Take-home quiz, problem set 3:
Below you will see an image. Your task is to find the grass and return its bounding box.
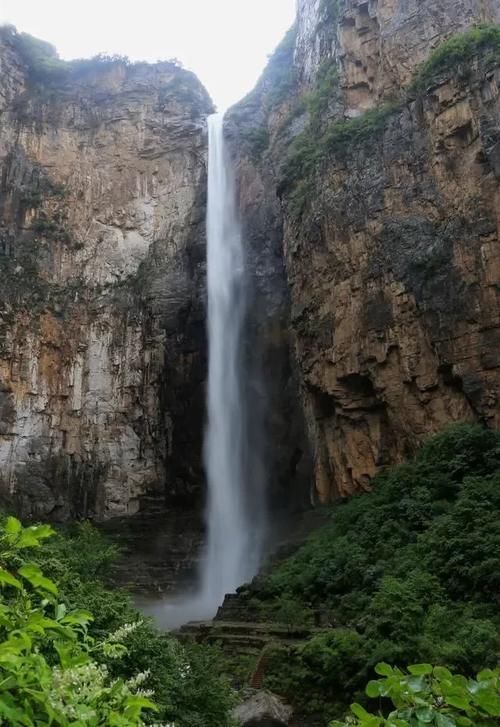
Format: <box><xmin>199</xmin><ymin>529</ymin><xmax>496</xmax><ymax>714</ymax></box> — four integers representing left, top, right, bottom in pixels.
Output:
<box><xmin>235</xmin><ymin>424</ymin><xmax>500</xmax><ymax>724</ymax></box>
<box><xmin>411</xmin><ymin>25</ymin><xmax>500</xmax><ymax>91</ymax></box>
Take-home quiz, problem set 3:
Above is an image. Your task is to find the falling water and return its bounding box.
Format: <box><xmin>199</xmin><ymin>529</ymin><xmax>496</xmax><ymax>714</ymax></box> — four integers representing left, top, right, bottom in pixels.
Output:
<box><xmin>197</xmin><ymin>109</ymin><xmax>266</xmax><ymax>610</ymax></box>
<box><xmin>150</xmin><ymin>114</ymin><xmax>264</xmax><ymax>627</ymax></box>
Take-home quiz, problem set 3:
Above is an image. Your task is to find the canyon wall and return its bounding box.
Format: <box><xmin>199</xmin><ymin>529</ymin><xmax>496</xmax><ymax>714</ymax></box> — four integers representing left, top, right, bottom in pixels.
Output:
<box><xmin>0</xmin><ymin>28</ymin><xmax>212</xmax><ymax>520</ymax></box>
<box><xmin>228</xmin><ymin>0</ymin><xmax>500</xmax><ymax>502</ymax></box>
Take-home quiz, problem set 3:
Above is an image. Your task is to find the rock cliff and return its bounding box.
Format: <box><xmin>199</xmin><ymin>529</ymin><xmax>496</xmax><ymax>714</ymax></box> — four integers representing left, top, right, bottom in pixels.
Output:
<box><xmin>0</xmin><ymin>28</ymin><xmax>212</xmax><ymax>519</ymax></box>
<box><xmin>228</xmin><ymin>0</ymin><xmax>500</xmax><ymax>501</ymax></box>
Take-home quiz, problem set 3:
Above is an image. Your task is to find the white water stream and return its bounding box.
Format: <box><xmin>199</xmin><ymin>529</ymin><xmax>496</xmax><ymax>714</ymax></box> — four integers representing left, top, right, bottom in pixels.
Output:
<box><xmin>152</xmin><ymin>114</ymin><xmax>265</xmax><ymax>627</ymax></box>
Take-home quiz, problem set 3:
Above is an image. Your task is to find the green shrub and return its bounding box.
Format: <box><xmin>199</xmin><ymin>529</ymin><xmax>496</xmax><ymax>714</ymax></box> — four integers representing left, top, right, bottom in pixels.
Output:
<box><xmin>330</xmin><ymin>663</ymin><xmax>500</xmax><ymax>727</ymax></box>
<box><xmin>412</xmin><ymin>25</ymin><xmax>500</xmax><ymax>90</ymax></box>
<box><xmin>30</xmin><ymin>523</ymin><xmax>234</xmax><ymax>727</ymax></box>
<box><xmin>249</xmin><ymin>424</ymin><xmax>500</xmax><ymax>718</ymax></box>
<box><xmin>0</xmin><ymin>517</ymin><xmax>156</xmax><ymax>727</ymax></box>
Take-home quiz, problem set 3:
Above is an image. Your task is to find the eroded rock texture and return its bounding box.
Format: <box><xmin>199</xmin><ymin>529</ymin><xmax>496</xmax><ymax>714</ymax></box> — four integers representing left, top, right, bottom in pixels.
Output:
<box><xmin>232</xmin><ymin>0</ymin><xmax>500</xmax><ymax>501</ymax></box>
<box><xmin>0</xmin><ymin>29</ymin><xmax>211</xmax><ymax>519</ymax></box>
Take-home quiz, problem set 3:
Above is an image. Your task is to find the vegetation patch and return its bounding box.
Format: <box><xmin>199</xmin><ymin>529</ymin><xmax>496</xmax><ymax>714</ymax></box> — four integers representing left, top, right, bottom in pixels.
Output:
<box><xmin>235</xmin><ymin>424</ymin><xmax>500</xmax><ymax>724</ymax></box>
<box><xmin>0</xmin><ymin>518</ymin><xmax>238</xmax><ymax>727</ymax></box>
<box><xmin>330</xmin><ymin>663</ymin><xmax>500</xmax><ymax>727</ymax></box>
<box><xmin>412</xmin><ymin>25</ymin><xmax>500</xmax><ymax>91</ymax></box>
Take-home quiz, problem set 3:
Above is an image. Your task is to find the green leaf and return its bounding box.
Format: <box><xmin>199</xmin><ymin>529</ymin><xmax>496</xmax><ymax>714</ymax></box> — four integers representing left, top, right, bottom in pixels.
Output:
<box><xmin>19</xmin><ymin>564</ymin><xmax>57</xmax><ymax>595</ymax></box>
<box><xmin>435</xmin><ymin>712</ymin><xmax>456</xmax><ymax>727</ymax></box>
<box><xmin>406</xmin><ymin>676</ymin><xmax>425</xmax><ymax>693</ymax></box>
<box><xmin>408</xmin><ymin>664</ymin><xmax>432</xmax><ymax>676</ymax></box>
<box><xmin>477</xmin><ymin>669</ymin><xmax>495</xmax><ymax>682</ymax></box>
<box><xmin>351</xmin><ymin>702</ymin><xmax>371</xmax><ymax>719</ymax></box>
<box><xmin>432</xmin><ymin>666</ymin><xmax>453</xmax><ymax>681</ymax></box>
<box><xmin>0</xmin><ymin>568</ymin><xmax>22</xmax><ymax>589</ymax></box>
<box><xmin>3</xmin><ymin>516</ymin><xmax>23</xmax><ymax>535</ymax></box>
<box><xmin>365</xmin><ymin>681</ymin><xmax>383</xmax><ymax>699</ymax></box>
<box><xmin>375</xmin><ymin>661</ymin><xmax>394</xmax><ymax>677</ymax></box>
<box><xmin>446</xmin><ymin>694</ymin><xmax>469</xmax><ymax>710</ymax></box>
<box><xmin>54</xmin><ymin>603</ymin><xmax>67</xmax><ymax>621</ymax></box>
<box><xmin>415</xmin><ymin>707</ymin><xmax>435</xmax><ymax>724</ymax></box>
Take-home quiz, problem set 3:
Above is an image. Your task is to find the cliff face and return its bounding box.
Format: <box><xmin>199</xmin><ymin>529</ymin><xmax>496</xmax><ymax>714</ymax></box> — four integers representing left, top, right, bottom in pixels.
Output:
<box><xmin>0</xmin><ymin>29</ymin><xmax>211</xmax><ymax>519</ymax></box>
<box><xmin>231</xmin><ymin>0</ymin><xmax>500</xmax><ymax>501</ymax></box>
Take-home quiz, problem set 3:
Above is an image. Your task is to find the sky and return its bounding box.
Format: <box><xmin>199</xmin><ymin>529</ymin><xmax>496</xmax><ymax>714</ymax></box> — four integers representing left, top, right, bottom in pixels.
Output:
<box><xmin>0</xmin><ymin>0</ymin><xmax>295</xmax><ymax>111</ymax></box>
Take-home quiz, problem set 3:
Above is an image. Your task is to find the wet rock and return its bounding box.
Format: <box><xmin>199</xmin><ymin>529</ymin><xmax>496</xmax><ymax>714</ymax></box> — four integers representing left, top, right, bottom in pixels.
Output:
<box><xmin>0</xmin><ymin>28</ymin><xmax>212</xmax><ymax>520</ymax></box>
<box><xmin>233</xmin><ymin>690</ymin><xmax>293</xmax><ymax>727</ymax></box>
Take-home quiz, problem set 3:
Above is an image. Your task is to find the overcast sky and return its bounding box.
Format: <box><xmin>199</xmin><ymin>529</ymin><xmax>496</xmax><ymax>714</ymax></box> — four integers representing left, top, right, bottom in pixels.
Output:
<box><xmin>0</xmin><ymin>0</ymin><xmax>295</xmax><ymax>110</ymax></box>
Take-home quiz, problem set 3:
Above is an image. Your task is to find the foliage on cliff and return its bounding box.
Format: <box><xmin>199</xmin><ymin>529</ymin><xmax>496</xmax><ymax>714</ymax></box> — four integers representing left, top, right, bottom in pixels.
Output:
<box><xmin>242</xmin><ymin>425</ymin><xmax>500</xmax><ymax>718</ymax></box>
<box><xmin>330</xmin><ymin>663</ymin><xmax>500</xmax><ymax>727</ymax></box>
<box><xmin>0</xmin><ymin>517</ymin><xmax>156</xmax><ymax>727</ymax></box>
<box><xmin>0</xmin><ymin>518</ymin><xmax>236</xmax><ymax>727</ymax></box>
<box><xmin>412</xmin><ymin>25</ymin><xmax>500</xmax><ymax>90</ymax></box>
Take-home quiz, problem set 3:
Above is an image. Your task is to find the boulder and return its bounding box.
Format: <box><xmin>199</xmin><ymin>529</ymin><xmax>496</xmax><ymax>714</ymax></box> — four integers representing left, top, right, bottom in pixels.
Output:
<box><xmin>233</xmin><ymin>690</ymin><xmax>293</xmax><ymax>727</ymax></box>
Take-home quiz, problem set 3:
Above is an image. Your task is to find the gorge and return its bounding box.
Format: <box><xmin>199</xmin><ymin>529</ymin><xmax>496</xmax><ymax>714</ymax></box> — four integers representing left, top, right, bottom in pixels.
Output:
<box><xmin>0</xmin><ymin>0</ymin><xmax>500</xmax><ymax>727</ymax></box>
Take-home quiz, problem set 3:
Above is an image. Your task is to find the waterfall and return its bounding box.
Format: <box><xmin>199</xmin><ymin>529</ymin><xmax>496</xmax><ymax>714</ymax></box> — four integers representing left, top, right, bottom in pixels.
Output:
<box><xmin>155</xmin><ymin>114</ymin><xmax>265</xmax><ymax>627</ymax></box>
<box><xmin>202</xmin><ymin>114</ymin><xmax>260</xmax><ymax>607</ymax></box>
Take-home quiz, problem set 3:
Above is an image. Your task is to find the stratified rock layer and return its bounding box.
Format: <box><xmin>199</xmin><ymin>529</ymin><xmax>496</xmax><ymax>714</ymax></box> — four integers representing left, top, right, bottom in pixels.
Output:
<box><xmin>231</xmin><ymin>0</ymin><xmax>500</xmax><ymax>501</ymax></box>
<box><xmin>0</xmin><ymin>29</ymin><xmax>211</xmax><ymax>519</ymax></box>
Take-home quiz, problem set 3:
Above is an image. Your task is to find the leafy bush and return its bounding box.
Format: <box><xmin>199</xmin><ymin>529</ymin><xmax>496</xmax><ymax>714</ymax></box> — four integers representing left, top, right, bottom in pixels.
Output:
<box><xmin>0</xmin><ymin>517</ymin><xmax>156</xmax><ymax>727</ymax></box>
<box><xmin>412</xmin><ymin>25</ymin><xmax>500</xmax><ymax>90</ymax></box>
<box><xmin>330</xmin><ymin>663</ymin><xmax>500</xmax><ymax>727</ymax></box>
<box><xmin>30</xmin><ymin>523</ymin><xmax>234</xmax><ymax>727</ymax></box>
<box><xmin>248</xmin><ymin>424</ymin><xmax>500</xmax><ymax>718</ymax></box>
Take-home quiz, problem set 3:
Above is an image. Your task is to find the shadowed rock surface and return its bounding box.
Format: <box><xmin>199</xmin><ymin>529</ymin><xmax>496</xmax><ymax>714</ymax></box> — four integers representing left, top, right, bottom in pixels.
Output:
<box><xmin>0</xmin><ymin>28</ymin><xmax>212</xmax><ymax>520</ymax></box>
<box><xmin>228</xmin><ymin>0</ymin><xmax>500</xmax><ymax>502</ymax></box>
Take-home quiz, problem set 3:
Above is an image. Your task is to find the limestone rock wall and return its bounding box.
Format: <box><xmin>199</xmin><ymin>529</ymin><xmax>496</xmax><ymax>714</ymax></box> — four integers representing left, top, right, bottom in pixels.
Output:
<box><xmin>0</xmin><ymin>29</ymin><xmax>211</xmax><ymax>519</ymax></box>
<box><xmin>231</xmin><ymin>0</ymin><xmax>500</xmax><ymax>501</ymax></box>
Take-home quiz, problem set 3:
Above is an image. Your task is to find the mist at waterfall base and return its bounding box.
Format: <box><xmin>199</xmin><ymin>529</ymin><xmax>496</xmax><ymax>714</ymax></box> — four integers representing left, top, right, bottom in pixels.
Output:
<box><xmin>145</xmin><ymin>114</ymin><xmax>266</xmax><ymax>628</ymax></box>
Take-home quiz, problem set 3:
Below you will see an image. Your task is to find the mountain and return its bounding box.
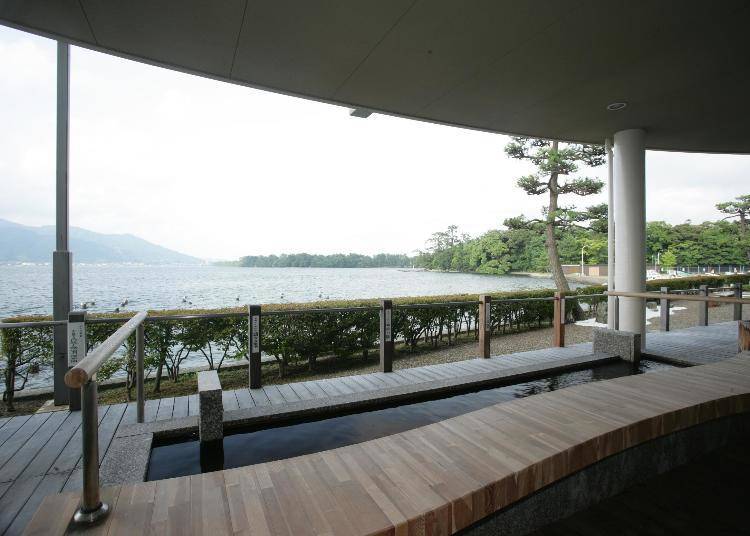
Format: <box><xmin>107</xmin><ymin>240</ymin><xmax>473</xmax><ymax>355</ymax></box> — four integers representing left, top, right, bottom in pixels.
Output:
<box><xmin>0</xmin><ymin>219</ymin><xmax>203</xmax><ymax>264</ymax></box>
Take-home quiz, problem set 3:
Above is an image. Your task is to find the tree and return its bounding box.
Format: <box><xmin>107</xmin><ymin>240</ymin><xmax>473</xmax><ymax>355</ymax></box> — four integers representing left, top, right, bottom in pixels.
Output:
<box><xmin>716</xmin><ymin>194</ymin><xmax>750</xmax><ymax>260</ymax></box>
<box><xmin>661</xmin><ymin>249</ymin><xmax>677</xmax><ymax>270</ymax></box>
<box><xmin>505</xmin><ymin>137</ymin><xmax>607</xmax><ymax>292</ymax></box>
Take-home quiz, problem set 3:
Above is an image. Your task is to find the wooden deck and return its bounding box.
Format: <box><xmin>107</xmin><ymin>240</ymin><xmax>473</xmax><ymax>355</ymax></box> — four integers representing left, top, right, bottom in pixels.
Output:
<box><xmin>0</xmin><ymin>323</ymin><xmax>736</xmax><ymax>534</ymax></box>
<box><xmin>22</xmin><ymin>357</ymin><xmax>750</xmax><ymax>535</ymax></box>
<box><xmin>644</xmin><ymin>322</ymin><xmax>737</xmax><ymax>365</ymax></box>
<box><xmin>0</xmin><ymin>344</ymin><xmax>608</xmax><ymax>534</ymax></box>
<box><xmin>531</xmin><ymin>440</ymin><xmax>750</xmax><ymax>536</ymax></box>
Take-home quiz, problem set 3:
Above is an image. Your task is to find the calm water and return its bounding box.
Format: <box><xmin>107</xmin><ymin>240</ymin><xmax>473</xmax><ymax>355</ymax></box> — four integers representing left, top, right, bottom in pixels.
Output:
<box><xmin>148</xmin><ymin>360</ymin><xmax>672</xmax><ymax>480</ymax></box>
<box><xmin>0</xmin><ymin>264</ymin><xmax>580</xmax><ymax>317</ymax></box>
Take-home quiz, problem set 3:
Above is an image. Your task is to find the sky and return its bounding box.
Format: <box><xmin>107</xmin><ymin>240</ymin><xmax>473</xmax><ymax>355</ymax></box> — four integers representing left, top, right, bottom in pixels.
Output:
<box><xmin>0</xmin><ymin>26</ymin><xmax>750</xmax><ymax>259</ymax></box>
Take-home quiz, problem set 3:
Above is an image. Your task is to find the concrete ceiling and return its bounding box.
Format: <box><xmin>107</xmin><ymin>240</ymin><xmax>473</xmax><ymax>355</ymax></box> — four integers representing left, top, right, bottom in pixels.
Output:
<box><xmin>0</xmin><ymin>0</ymin><xmax>750</xmax><ymax>153</ymax></box>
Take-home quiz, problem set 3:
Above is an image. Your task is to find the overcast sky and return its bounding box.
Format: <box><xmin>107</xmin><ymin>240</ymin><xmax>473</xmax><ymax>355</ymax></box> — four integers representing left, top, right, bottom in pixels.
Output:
<box><xmin>0</xmin><ymin>26</ymin><xmax>750</xmax><ymax>259</ymax></box>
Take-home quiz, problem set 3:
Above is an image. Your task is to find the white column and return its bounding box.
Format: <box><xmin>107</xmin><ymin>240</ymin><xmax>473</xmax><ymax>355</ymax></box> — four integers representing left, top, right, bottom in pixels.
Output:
<box><xmin>604</xmin><ymin>138</ymin><xmax>617</xmax><ymax>329</ymax></box>
<box><xmin>52</xmin><ymin>41</ymin><xmax>74</xmax><ymax>409</ymax></box>
<box><xmin>613</xmin><ymin>129</ymin><xmax>646</xmax><ymax>345</ymax></box>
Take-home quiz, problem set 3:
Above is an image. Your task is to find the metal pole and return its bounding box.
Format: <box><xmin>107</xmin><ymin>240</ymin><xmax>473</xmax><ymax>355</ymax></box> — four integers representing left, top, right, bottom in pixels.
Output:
<box><xmin>659</xmin><ymin>287</ymin><xmax>669</xmax><ymax>331</ymax></box>
<box><xmin>698</xmin><ymin>285</ymin><xmax>708</xmax><ymax>326</ymax></box>
<box><xmin>52</xmin><ymin>41</ymin><xmax>72</xmax><ymax>409</ymax></box>
<box><xmin>73</xmin><ymin>378</ymin><xmax>109</xmax><ymax>524</ymax></box>
<box><xmin>732</xmin><ymin>283</ymin><xmax>742</xmax><ymax>320</ymax></box>
<box><xmin>135</xmin><ymin>323</ymin><xmax>146</xmax><ymax>422</ymax></box>
<box><xmin>553</xmin><ymin>292</ymin><xmax>565</xmax><ymax>348</ymax></box>
<box><xmin>604</xmin><ymin>138</ymin><xmax>617</xmax><ymax>329</ymax></box>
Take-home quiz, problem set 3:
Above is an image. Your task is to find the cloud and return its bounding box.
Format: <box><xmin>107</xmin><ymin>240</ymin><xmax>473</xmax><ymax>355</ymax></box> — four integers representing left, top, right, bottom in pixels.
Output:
<box><xmin>0</xmin><ymin>28</ymin><xmax>750</xmax><ymax>258</ymax></box>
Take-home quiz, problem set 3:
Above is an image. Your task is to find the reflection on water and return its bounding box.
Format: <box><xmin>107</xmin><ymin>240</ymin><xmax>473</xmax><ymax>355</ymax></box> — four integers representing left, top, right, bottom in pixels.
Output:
<box><xmin>148</xmin><ymin>361</ymin><xmax>671</xmax><ymax>480</ymax></box>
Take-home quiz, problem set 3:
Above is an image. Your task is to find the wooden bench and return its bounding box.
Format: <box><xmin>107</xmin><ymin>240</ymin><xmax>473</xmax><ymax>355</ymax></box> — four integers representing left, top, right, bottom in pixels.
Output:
<box><xmin>27</xmin><ymin>356</ymin><xmax>750</xmax><ymax>535</ymax></box>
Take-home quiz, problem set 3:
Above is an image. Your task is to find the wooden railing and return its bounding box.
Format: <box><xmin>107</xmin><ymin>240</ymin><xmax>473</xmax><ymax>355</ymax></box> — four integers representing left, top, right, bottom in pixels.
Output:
<box><xmin>606</xmin><ymin>283</ymin><xmax>750</xmax><ymax>331</ymax></box>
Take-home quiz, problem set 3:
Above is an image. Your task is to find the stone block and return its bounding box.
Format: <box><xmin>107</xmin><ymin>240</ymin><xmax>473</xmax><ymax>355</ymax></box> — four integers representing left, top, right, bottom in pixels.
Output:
<box><xmin>593</xmin><ymin>328</ymin><xmax>641</xmax><ymax>368</ymax></box>
<box><xmin>198</xmin><ymin>370</ymin><xmax>224</xmax><ymax>442</ymax></box>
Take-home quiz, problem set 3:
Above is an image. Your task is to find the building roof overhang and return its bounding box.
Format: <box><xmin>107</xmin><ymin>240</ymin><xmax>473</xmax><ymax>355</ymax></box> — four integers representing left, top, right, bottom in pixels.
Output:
<box><xmin>0</xmin><ymin>0</ymin><xmax>750</xmax><ymax>153</ymax></box>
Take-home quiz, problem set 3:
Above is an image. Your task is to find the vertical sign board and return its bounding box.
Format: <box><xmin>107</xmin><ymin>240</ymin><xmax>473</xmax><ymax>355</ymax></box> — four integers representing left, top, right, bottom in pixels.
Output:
<box><xmin>385</xmin><ymin>309</ymin><xmax>393</xmax><ymax>342</ymax></box>
<box><xmin>477</xmin><ymin>294</ymin><xmax>492</xmax><ymax>358</ymax></box>
<box><xmin>250</xmin><ymin>315</ymin><xmax>260</xmax><ymax>354</ymax></box>
<box><xmin>68</xmin><ymin>311</ymin><xmax>86</xmax><ymax>367</ymax></box>
<box><xmin>247</xmin><ymin>305</ymin><xmax>261</xmax><ymax>389</ymax></box>
<box><xmin>67</xmin><ymin>311</ymin><xmax>86</xmax><ymax>411</ymax></box>
<box><xmin>380</xmin><ymin>300</ymin><xmax>393</xmax><ymax>372</ymax></box>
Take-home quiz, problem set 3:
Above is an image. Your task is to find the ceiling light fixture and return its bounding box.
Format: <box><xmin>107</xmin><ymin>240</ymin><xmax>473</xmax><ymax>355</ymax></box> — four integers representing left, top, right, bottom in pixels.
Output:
——————————
### Exercise details
Count how many of the lines above contain the string "waterfall", with case counting, and give only the number.

### Solution for this problem
2